→ What this task involves
Report, copied in full, each line of the listing below that contains the word "dark".

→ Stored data

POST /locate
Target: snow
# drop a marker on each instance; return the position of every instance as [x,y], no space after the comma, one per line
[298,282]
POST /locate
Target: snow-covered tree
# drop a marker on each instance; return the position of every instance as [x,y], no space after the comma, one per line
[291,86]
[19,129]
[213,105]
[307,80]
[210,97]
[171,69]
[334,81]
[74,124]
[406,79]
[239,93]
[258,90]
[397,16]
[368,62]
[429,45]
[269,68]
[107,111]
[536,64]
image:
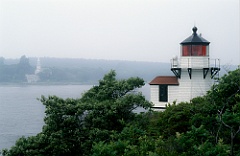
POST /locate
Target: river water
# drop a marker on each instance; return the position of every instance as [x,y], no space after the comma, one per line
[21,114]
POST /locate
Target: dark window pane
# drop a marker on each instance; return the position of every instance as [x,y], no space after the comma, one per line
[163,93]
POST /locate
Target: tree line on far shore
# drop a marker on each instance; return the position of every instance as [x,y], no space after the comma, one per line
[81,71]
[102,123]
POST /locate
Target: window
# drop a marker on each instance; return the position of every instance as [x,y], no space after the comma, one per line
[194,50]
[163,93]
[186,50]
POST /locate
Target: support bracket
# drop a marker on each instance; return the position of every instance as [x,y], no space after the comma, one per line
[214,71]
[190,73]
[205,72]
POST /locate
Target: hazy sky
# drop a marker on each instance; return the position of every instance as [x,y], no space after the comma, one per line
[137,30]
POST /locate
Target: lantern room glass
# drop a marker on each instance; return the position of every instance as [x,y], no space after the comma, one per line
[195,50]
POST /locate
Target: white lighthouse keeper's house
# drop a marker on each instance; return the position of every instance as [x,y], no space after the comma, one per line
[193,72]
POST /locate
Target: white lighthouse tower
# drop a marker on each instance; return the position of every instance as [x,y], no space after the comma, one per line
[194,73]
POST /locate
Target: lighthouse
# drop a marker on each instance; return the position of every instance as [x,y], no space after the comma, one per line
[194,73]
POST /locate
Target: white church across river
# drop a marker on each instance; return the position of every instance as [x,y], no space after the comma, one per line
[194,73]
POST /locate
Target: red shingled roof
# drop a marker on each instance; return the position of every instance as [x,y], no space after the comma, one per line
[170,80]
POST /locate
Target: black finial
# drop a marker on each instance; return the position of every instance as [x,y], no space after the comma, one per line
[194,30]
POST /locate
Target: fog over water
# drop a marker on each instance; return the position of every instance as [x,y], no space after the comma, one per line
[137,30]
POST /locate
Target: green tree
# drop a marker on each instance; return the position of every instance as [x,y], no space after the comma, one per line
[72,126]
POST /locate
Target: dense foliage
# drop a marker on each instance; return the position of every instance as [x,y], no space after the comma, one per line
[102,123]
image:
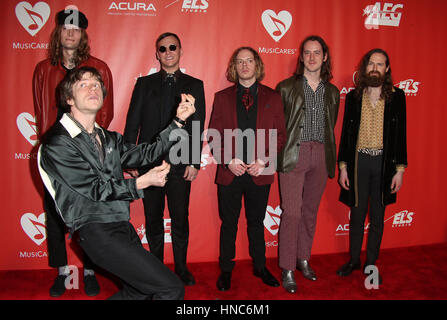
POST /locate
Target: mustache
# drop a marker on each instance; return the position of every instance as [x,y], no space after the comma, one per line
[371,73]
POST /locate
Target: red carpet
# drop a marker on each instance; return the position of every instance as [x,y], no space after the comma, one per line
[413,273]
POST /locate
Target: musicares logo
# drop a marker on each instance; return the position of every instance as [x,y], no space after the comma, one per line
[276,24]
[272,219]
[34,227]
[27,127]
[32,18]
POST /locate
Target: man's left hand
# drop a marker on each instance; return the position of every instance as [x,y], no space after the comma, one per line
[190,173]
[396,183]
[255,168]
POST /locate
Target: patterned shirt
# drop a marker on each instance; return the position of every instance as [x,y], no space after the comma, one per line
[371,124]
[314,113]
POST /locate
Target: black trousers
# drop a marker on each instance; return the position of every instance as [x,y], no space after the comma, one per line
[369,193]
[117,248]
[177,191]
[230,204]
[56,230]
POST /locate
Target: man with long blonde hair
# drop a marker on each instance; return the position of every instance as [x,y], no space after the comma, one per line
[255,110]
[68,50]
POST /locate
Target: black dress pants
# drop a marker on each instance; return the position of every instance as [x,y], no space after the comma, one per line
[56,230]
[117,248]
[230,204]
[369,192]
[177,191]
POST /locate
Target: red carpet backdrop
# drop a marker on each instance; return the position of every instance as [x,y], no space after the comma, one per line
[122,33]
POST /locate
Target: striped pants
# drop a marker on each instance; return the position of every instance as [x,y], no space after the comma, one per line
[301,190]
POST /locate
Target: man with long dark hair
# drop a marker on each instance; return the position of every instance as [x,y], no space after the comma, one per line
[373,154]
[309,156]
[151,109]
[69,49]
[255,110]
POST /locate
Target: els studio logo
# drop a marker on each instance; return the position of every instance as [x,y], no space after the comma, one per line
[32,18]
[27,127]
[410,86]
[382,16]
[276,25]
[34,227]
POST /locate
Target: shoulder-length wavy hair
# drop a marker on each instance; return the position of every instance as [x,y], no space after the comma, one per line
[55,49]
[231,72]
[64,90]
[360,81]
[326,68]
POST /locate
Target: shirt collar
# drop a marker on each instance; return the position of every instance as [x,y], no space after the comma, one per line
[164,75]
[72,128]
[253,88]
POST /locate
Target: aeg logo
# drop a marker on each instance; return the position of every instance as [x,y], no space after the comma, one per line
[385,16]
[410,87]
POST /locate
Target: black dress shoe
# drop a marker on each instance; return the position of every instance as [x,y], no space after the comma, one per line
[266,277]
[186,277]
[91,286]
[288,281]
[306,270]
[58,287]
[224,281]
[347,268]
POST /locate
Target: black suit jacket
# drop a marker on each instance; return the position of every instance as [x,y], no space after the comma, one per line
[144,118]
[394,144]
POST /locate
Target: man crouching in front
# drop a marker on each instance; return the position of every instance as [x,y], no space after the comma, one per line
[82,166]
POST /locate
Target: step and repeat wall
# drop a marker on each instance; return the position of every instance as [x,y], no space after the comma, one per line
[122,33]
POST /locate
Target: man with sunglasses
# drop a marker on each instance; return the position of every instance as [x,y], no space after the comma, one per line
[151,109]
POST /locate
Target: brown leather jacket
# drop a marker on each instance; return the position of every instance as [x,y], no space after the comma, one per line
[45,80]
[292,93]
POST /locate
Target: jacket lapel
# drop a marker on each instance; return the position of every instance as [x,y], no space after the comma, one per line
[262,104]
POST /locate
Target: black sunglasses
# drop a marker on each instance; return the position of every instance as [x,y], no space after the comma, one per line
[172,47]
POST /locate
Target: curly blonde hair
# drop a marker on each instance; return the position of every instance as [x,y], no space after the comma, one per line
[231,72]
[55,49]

--

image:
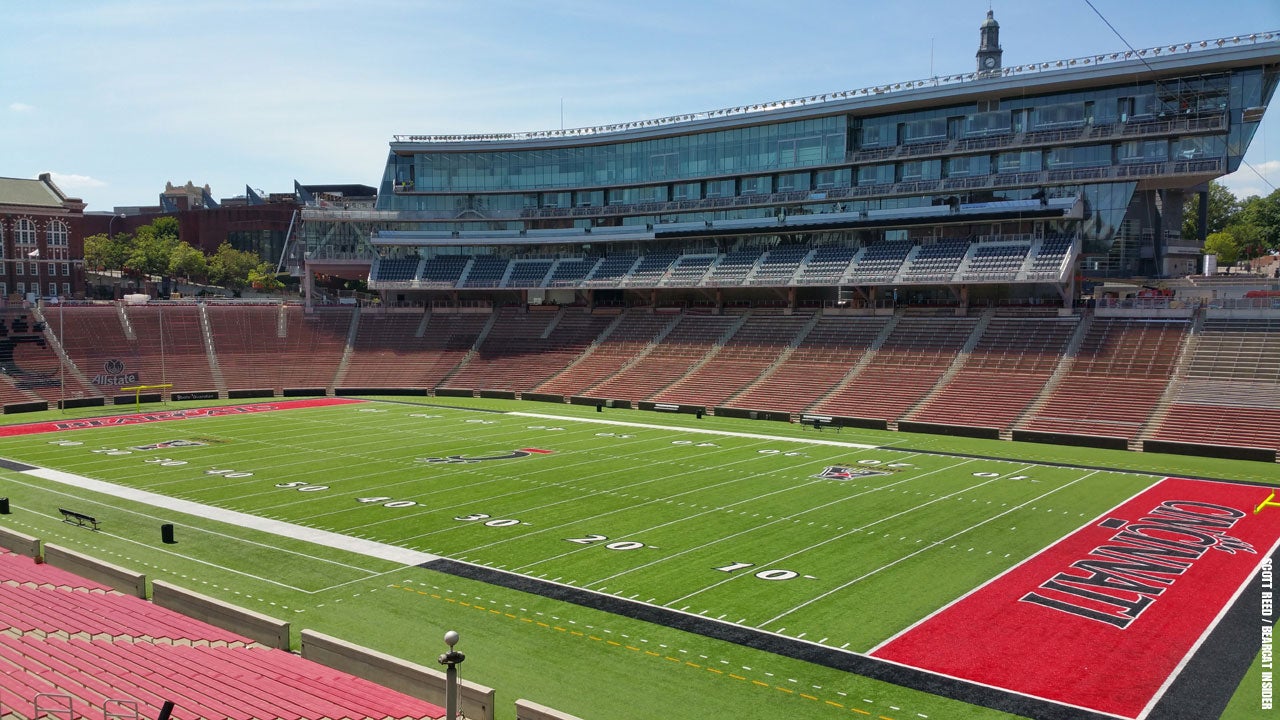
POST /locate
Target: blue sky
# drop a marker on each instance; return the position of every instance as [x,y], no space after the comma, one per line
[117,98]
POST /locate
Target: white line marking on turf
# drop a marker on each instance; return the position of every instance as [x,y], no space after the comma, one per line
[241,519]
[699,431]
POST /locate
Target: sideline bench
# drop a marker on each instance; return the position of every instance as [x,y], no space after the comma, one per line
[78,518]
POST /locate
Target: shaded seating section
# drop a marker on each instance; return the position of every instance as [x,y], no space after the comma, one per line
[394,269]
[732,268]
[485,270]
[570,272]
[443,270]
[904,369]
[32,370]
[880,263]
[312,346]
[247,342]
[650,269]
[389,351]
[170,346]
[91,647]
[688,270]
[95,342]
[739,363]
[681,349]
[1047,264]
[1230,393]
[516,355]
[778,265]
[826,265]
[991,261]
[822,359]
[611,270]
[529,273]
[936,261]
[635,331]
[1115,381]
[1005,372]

→ Expected answer
Target: dark window pane
Target: man with long dark hair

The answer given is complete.